### EXTRAIT FOURNI ###

Q : Avec la hausse du nombre de crimes crapuleux ces derniers temps, pensez-vous qu’il serait temps de ré-introduire la peine capitale ?

Je suis catégoriquement contre la peine de mort, surtout parce que nous n’avons pas une justice infaillible. Surtout quand vous avez un gouvernement qui manipule tout, cela peut se révéler très dangereux. Vous savez, lors d’une rencontre que j’avais eue avec sir Anerood Jugnauth à Londres à la suite de l’arrestation de sir Gaëtan Duval dans le sillage des allégations de Shummoogum, je lui avais demandé pourquoi il s’acharnait contre le leader du PMSD. Dans un premier temps, il m’avait répondu que cela relevait de la justice et qu’il n’y était pour rien. Mais quelques minutes après, il devait me confier que « si mo pou met Gaëtan Duval pendi, sinon mo sanz mo nom ». Idem dans le cas de Jean Claude de l’Estrac. On avait voulu injustement l’accuser de trafic de drogue.

Donc, avec un Jugnauth qui est prêt à tout, vous pouvez imaginer quelles conséquences la réintroduction de la peine capitale pourrait avoir. Et puis, on a aussi vu comment, dans des grands pays tels que l’Angleterre et la France, des condamnés ont été innocentés après plusieurs années d’incarcération. Qu’est-ce qui se passera si ne serait-ce qu’une personne est prouvée innocente après avoir été pendue ? C’est impensable. C’est trop dangereux.

Q : Mais pourtant Yatin Varma a bien révélé la semaine dernière que votre gouvernement allait réintroduire la peine de mort ?

C’est vrai qu’à un certain moment, j’avais demandé à ce qu’on se penche sur un éventuel durcissement de la loi. Cependant, il n’y a jamais eu une quelconque ébauche d’un tel projet de loi.

Q: Que préconisez-vous afin de redresser le ‘law and order’ ?

Il faut que ce soit les officiers méritants qui soient promus au sein de la force policière. Il faut aussi leur donner les moyens et les équipements qu’il faut pour qu’ils puissent mener à bien leur mission. Il faut s’assurer que les caméras de surveillance dans le port et l’aéroport fonctionnent et qu’elles soient contrôlées.

Q : Le gouvernement vient d’amender la loi pour sévir contre les auteurs des publications jugées offensantes. Comment jugez-vous cette démarche ?

### MATÉRIEL FOURNI ###

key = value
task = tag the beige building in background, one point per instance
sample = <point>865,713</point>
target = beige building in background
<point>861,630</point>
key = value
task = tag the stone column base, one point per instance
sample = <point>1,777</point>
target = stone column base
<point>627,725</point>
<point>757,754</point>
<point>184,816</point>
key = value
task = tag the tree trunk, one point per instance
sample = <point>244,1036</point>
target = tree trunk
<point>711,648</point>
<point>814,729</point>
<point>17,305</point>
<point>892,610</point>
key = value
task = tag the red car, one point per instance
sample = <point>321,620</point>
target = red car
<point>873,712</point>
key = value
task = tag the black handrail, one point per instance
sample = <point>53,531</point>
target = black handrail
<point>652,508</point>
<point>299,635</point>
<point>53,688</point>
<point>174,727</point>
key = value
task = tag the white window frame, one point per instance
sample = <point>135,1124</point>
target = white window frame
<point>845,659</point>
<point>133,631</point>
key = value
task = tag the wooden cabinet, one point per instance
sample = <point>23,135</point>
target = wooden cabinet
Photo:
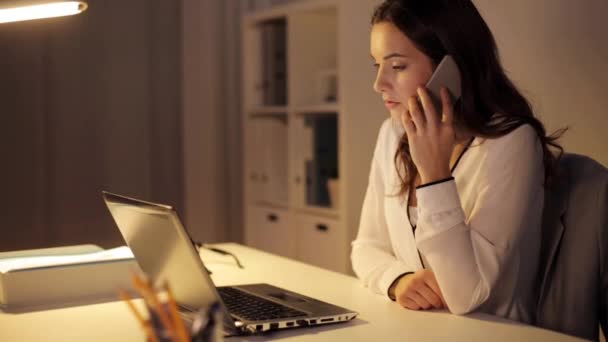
<point>310,120</point>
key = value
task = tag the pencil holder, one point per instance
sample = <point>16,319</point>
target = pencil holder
<point>206,326</point>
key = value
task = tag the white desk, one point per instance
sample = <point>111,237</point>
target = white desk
<point>379,319</point>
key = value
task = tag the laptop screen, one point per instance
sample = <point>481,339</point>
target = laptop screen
<point>164,251</point>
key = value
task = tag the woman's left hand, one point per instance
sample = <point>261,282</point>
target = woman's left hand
<point>431,135</point>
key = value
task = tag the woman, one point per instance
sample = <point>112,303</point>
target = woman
<point>451,218</point>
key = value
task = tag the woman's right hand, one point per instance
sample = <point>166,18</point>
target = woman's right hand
<point>419,291</point>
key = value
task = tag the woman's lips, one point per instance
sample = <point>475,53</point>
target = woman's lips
<point>391,104</point>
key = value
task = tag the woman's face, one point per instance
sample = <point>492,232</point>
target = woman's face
<point>401,67</point>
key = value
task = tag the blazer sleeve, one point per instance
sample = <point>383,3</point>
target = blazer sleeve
<point>469,255</point>
<point>372,256</point>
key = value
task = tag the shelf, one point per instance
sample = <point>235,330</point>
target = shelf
<point>319,211</point>
<point>323,108</point>
<point>268,111</point>
<point>270,205</point>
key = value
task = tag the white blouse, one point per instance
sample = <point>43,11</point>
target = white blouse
<point>479,233</point>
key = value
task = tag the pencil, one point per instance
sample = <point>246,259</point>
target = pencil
<point>150,296</point>
<point>145,324</point>
<point>180,328</point>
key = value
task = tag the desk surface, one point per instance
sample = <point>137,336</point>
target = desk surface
<point>379,318</point>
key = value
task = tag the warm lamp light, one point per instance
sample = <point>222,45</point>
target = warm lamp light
<point>19,11</point>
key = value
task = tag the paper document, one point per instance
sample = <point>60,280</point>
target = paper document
<point>27,262</point>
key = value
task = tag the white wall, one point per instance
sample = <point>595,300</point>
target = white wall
<point>556,51</point>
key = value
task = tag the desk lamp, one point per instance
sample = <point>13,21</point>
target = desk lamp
<point>19,10</point>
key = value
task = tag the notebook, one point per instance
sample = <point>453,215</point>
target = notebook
<point>164,251</point>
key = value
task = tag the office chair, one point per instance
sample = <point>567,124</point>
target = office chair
<point>573,274</point>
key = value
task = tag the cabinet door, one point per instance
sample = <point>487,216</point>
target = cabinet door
<point>269,230</point>
<point>319,242</point>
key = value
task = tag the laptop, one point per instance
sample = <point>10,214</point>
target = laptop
<point>164,251</point>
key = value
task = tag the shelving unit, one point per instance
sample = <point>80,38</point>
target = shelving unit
<point>306,159</point>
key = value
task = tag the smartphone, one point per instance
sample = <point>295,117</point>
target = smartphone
<point>446,75</point>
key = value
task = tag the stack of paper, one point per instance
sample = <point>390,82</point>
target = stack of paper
<point>63,276</point>
<point>36,261</point>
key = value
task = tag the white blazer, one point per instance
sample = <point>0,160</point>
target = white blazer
<point>479,233</point>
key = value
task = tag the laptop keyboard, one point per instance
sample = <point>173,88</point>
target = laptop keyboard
<point>253,308</point>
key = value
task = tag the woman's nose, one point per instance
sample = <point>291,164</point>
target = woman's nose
<point>380,84</point>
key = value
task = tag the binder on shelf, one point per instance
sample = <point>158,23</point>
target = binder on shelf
<point>63,276</point>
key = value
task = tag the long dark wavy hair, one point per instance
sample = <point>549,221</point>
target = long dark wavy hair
<point>490,105</point>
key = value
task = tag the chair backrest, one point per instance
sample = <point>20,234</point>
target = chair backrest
<point>573,278</point>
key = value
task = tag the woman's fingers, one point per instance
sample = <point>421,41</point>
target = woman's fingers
<point>419,300</point>
<point>408,124</point>
<point>410,304</point>
<point>430,296</point>
<point>448,109</point>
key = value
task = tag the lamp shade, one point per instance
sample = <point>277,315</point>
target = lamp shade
<point>30,10</point>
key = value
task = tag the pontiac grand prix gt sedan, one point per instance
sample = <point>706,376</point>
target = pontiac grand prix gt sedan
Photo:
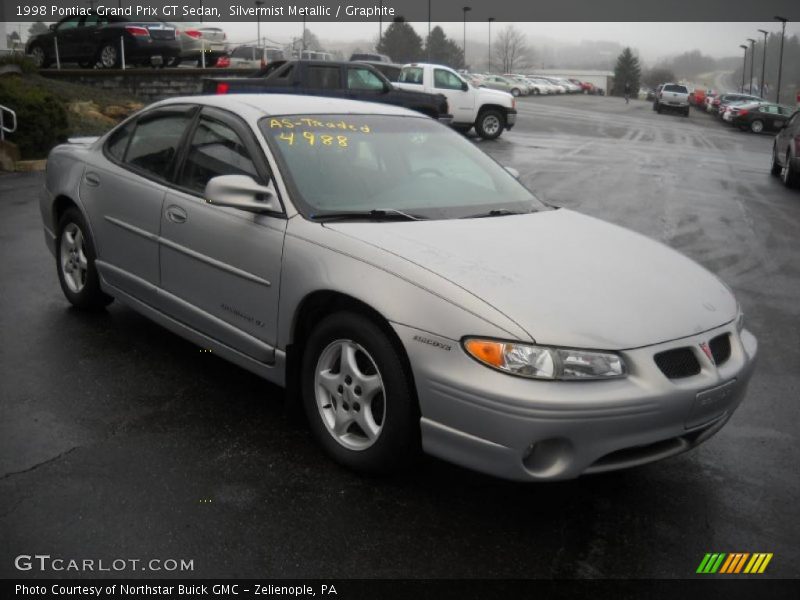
<point>398,281</point>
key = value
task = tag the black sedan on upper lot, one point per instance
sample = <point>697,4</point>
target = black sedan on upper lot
<point>91,40</point>
<point>786,152</point>
<point>763,116</point>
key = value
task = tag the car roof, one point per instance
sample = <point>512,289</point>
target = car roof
<point>256,106</point>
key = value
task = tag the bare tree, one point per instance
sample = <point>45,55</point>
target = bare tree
<point>512,52</point>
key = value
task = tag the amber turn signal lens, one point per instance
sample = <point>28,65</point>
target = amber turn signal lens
<point>486,351</point>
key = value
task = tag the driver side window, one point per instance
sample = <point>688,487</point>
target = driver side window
<point>446,80</point>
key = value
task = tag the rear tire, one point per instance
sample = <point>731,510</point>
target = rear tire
<point>790,178</point>
<point>108,56</point>
<point>490,124</point>
<point>776,167</point>
<point>357,395</point>
<point>75,262</point>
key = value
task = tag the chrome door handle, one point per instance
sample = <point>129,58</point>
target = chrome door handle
<point>176,214</point>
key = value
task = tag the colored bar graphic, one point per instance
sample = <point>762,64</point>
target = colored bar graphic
<point>734,562</point>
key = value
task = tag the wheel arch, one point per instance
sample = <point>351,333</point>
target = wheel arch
<point>312,309</point>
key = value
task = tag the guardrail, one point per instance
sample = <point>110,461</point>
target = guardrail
<point>3,127</point>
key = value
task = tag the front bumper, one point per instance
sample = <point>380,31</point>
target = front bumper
<point>533,430</point>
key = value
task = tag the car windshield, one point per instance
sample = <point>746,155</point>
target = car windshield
<point>361,163</point>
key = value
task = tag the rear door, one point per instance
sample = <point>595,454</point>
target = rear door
<point>123,193</point>
<point>220,267</point>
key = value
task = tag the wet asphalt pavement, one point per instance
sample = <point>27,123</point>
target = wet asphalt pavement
<point>121,440</point>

###

* **CONSIGNE**
Dans l'extrait, quels grands pays la personne interrogée cite-t-elle comme exemples où des condamnés ont été innocentés après plusieurs années d'incarcération ? Ce matériel provient d'une autre source que l'extrait.

* **RÉPONSE ATTENDUE**
L'Angleterre et la France.